» ОТРЫВОК
Читаем Казус. Индивидуальное и уникальное в истории. Антология полностью

Ослепленного Виктора отнесли в лачугу некоего монастырского скотника и сообщили братьям о несчастии. Впервые, в момент трагедии, мы узнаем о чувствах, которые испытывали близкие монахи по отношению к Виктору: «Ученики Виктора и многие из братьев поспешили к нему, и стенания (luctus) о лишенном зрения перемежались с горестными воплями к небу (in caelum eiulatus)». Весть об ослеплении Виктора вызвала в Санкт-Галлене «неописуемое возмущение», и все единодушно приписывали случившееся «заносчивости аббата». Кралох благоразумно отложил свое возвращение в монастырь и, «по совету верных, позаботился о том, чтобы не оставаться без охраны, поскольку они (верные. — Н. У.) слышали, как родственники ослепленного грозили ему жестоким отмщением». Очевидно, что аббат находился в замешательстве, отправив, например, декану Вальто странное послание с требованием получше заботиться о Викторе. Вальто, «такой же суровый», как Кралох, ответил: «Не часто кто-либо из аббатов вверяет заботам декана монаха, которого сам велел ослепить». Кралох был столь разгневан ответом, что «едва мог говорить», как рассказывал потом Эккехарду капеллан аббата. В то же время полностью исключить прямую причастность Кралоха к ослеплению Виктора, наверно, нельзя. Хронист, перенося непосредственную ответственность на вассала Кралоха, конечно, мог заботиться о репутации Санкт-Галлена.

» ФРАГМЕНТЫ НАБОРА ДАННЫХ
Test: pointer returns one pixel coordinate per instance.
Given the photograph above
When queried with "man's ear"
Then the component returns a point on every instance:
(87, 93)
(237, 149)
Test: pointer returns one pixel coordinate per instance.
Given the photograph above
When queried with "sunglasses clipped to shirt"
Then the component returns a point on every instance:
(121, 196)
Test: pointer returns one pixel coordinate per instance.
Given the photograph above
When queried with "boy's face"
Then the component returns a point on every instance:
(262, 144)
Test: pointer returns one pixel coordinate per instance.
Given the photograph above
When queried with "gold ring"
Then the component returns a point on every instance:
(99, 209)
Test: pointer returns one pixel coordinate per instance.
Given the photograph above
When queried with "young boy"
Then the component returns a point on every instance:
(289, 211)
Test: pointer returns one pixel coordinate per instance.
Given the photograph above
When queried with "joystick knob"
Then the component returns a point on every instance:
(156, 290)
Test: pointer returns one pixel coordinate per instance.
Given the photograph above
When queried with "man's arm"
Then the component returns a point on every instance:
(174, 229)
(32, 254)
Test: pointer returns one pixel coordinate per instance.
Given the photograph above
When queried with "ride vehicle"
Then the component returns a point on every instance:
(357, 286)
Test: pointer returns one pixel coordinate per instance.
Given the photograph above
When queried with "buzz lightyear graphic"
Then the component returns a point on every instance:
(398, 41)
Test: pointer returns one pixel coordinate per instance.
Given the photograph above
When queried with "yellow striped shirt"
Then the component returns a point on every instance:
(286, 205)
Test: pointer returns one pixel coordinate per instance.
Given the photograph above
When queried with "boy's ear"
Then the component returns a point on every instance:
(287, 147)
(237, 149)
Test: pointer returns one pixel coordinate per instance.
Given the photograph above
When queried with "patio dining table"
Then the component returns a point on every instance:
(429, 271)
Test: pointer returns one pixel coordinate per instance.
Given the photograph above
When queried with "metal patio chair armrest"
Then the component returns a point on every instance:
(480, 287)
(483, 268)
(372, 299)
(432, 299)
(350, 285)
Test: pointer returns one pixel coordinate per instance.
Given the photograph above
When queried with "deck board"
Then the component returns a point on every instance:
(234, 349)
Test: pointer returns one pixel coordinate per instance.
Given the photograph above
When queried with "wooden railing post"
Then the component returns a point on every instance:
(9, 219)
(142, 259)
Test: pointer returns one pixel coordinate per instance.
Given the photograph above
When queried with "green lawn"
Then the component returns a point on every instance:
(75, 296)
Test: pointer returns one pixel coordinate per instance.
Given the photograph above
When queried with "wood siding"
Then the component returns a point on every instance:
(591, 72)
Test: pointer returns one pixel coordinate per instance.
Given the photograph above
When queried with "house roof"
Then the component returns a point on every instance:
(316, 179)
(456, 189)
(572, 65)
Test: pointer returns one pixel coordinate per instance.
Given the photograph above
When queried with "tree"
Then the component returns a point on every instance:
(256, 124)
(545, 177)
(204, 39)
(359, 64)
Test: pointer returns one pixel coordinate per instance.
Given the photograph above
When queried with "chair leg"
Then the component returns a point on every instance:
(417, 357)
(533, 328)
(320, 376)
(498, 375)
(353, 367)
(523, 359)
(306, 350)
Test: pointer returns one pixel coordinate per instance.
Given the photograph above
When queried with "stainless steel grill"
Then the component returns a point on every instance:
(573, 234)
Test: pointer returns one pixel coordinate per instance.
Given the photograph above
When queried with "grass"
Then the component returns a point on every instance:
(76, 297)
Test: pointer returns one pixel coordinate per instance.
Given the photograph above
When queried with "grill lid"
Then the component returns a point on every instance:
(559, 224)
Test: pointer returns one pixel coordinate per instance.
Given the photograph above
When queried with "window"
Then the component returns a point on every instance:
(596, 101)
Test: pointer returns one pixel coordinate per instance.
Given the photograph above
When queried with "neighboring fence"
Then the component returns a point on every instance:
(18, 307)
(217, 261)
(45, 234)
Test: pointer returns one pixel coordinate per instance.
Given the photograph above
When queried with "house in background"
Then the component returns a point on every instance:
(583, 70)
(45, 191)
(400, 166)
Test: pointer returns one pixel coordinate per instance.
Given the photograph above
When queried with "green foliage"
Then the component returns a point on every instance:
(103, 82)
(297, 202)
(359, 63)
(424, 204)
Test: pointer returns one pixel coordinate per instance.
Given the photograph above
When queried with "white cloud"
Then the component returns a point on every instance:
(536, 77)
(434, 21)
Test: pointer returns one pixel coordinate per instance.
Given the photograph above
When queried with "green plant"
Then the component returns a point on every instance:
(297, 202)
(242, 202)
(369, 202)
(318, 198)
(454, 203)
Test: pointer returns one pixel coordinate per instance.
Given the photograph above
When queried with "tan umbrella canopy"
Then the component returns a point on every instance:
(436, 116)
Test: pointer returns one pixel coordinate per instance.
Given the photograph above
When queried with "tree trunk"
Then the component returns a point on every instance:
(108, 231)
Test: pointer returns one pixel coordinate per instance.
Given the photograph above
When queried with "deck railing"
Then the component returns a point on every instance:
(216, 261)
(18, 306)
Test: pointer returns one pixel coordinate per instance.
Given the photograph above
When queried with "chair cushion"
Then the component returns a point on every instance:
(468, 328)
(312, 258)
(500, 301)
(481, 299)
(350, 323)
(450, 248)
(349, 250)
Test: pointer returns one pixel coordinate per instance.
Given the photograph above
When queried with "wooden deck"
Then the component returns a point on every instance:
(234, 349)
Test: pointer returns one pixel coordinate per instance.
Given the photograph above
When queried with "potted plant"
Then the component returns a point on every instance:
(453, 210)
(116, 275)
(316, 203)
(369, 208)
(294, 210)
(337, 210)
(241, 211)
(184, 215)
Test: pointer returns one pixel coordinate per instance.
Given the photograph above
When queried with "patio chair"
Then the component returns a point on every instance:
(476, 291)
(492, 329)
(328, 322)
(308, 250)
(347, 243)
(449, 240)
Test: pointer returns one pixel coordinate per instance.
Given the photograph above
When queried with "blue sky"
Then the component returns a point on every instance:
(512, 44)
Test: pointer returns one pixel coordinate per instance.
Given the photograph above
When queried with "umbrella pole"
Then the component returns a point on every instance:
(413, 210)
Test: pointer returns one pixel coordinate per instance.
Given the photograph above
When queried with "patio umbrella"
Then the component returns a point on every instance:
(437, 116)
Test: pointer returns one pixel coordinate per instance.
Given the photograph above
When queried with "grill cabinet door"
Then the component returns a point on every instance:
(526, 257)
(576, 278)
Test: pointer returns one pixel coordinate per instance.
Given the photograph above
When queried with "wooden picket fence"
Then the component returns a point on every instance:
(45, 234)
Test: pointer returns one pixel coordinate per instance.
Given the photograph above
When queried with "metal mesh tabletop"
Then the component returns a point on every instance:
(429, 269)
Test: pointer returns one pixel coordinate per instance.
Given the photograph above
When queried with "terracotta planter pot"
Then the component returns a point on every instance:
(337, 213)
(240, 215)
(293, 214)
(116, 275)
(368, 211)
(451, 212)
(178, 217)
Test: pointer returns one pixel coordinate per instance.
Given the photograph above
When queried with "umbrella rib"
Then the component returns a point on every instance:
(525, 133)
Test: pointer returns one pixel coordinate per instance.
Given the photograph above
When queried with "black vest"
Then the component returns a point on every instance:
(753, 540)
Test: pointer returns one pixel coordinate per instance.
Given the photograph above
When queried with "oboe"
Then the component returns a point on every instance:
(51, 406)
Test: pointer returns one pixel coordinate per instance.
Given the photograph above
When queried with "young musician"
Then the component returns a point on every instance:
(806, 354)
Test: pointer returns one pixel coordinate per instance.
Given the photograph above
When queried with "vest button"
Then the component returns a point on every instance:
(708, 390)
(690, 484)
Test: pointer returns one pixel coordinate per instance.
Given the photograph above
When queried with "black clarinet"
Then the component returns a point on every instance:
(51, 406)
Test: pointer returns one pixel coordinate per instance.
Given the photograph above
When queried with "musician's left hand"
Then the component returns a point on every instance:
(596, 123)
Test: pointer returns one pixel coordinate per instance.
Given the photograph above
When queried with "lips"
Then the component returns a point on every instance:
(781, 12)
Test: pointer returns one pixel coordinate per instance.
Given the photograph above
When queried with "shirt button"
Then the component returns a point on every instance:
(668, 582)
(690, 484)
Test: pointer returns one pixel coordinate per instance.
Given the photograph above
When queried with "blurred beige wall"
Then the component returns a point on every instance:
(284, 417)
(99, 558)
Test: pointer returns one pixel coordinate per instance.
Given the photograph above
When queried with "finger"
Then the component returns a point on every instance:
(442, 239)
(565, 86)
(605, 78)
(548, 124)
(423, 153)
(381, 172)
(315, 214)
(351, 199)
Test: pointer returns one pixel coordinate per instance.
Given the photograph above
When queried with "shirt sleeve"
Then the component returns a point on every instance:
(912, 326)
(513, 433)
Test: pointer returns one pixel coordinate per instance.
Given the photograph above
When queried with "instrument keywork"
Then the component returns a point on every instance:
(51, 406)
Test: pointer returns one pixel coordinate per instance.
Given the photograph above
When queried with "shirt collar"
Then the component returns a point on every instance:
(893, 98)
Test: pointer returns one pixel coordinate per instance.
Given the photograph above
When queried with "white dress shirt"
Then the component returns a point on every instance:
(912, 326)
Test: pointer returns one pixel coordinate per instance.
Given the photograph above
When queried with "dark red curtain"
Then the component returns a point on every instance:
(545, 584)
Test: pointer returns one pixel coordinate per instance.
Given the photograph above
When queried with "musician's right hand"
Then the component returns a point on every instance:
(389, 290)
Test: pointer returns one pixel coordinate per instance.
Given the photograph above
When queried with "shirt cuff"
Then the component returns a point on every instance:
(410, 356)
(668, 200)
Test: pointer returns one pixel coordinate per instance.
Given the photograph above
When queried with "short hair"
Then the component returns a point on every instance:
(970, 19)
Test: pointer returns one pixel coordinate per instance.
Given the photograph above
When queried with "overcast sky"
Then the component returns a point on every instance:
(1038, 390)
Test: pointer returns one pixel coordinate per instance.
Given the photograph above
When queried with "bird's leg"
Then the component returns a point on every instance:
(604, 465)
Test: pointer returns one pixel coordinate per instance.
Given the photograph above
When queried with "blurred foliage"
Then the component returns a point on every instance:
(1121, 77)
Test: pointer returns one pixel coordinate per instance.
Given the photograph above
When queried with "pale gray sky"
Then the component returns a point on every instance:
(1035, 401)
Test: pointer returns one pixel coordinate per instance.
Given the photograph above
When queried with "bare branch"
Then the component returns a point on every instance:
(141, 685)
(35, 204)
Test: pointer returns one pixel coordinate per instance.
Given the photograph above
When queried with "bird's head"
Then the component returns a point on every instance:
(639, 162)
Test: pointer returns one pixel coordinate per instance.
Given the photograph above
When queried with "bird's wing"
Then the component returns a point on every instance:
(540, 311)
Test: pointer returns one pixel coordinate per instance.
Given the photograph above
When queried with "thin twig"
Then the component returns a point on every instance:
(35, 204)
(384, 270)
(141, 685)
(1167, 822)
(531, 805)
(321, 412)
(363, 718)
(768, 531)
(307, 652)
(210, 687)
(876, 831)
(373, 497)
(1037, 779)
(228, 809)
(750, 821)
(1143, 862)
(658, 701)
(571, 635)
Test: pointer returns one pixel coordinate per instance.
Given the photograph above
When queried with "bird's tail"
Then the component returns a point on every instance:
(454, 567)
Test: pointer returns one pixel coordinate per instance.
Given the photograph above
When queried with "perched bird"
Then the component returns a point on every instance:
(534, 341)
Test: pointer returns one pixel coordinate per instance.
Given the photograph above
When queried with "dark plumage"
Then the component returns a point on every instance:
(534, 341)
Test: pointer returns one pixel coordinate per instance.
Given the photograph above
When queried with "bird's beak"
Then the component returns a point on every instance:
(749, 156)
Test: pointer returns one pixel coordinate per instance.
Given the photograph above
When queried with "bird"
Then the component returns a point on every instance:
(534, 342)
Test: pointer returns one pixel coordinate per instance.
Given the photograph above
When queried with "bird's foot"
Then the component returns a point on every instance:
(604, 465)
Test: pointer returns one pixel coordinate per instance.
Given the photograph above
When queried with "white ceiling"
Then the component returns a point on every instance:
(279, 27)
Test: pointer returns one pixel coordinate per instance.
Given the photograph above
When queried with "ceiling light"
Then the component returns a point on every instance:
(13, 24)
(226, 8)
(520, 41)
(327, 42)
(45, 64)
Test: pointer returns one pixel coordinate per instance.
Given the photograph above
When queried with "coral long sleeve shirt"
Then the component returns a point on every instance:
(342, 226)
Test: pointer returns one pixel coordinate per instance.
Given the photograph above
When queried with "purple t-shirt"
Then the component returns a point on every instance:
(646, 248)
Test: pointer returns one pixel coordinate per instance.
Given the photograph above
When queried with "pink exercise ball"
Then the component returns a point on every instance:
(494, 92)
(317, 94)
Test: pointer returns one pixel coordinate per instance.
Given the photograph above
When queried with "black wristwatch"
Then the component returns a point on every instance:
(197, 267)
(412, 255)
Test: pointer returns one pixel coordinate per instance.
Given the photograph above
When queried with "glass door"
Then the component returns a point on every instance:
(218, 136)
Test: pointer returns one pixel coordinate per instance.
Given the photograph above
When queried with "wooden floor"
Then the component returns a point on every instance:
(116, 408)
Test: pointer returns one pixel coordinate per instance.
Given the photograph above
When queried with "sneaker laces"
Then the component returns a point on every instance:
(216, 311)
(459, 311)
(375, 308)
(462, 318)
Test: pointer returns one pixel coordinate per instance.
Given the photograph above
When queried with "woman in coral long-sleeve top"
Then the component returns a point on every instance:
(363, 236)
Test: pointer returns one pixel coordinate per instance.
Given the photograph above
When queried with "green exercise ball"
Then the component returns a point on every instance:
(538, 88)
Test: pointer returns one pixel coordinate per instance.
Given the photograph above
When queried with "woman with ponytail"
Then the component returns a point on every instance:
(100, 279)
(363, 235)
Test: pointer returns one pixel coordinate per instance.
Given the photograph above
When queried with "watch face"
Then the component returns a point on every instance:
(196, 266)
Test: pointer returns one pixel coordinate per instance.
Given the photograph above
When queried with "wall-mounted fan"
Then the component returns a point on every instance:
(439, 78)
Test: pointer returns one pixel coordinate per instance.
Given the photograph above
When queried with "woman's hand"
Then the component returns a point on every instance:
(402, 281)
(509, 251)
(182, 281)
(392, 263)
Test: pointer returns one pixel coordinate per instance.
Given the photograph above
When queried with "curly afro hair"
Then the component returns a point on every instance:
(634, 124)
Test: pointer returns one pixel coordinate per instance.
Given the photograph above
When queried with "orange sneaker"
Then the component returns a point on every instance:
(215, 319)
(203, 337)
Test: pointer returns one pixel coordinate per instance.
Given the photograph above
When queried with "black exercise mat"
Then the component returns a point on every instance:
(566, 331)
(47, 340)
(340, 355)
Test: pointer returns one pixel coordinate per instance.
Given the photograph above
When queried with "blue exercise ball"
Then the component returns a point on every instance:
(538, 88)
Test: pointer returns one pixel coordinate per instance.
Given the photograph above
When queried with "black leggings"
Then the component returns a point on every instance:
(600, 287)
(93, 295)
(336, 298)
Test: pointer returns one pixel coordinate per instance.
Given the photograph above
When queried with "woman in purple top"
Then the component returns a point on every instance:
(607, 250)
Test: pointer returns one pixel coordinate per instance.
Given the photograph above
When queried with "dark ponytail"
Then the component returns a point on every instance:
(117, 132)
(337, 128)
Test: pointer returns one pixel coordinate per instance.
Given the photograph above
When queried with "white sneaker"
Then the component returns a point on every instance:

» ЗАДАНИЯ ДЛЯ РАБОТЫ
- 1) Перечислите всех людей, которые названы в отрывке об ослеплении Виктора по имени. Инициалы не учитывайте.
- 2) Ответьте по отрывку об ослеплении Виктора на три вопроса.
(a) Куда отнесли ослепленного Виктора?
(b) Кому аббат отправил послание с требованием получше заботиться о Викторе?
(c) Кто потом рассказывал Эккехарду, что Кралох «едва мог говорить» от гнева?
- 3) Подхватите отрывок об ослеплении Виктора и продолжите его с того места, где он заканчивается.
Записи представляют собой отдельный материал и к отрывку не относятся.

» ОТВЕТЫ К ЗАДАНИЯМ
- 1) Виктор, Кралох, Вальто, Эккехард.

- 2)
(a) В лачугу некоего монастырского скотника.
(b) Декану Вальто.
(c) Капеллан аббата.

- 3)
Самому Кралоху пришлось предложить очиститься от подозрений монахов клятвой, но престиж его власти, по-видимому, уже чересчур ослаб, тем более что «друзья Виктора» нередко пытались свести с ним счеты. Все чаще, передоверяя управление обителью другим лицам, он, возможно из соображений безопасности, проводил время в поместье Хирсау, подальше от братии, где и умер. Виктор же в правление аббата Пурхарда I (958–971) был приглашен епископом Страсбурга, «своим родственником по крови» (sanguinis sui), в качестве учителя, но и «из сочувствия к его несчастьям». Характерно, что из Страсбурга Виктор уже не пожелал возвращаться в Санкт-Галлен, а удалился «в келью пустынника» и почитался местными жителями при жизни и после смерти как «святейший старец».

Ссора в санкт-галленской братии длилась около 20 лет, с 937 г. до 954 или скорее 958 г., когда умер один из ее участников, аббат Кралох. Обстоятельный рассказ Эккехарда предоставляет вполне убедительный и богатый материал для осмысления поведения человека в монашеской общине, позволяющий существенно развить выводы, сделанные прежде при рассмотрении истории Воло.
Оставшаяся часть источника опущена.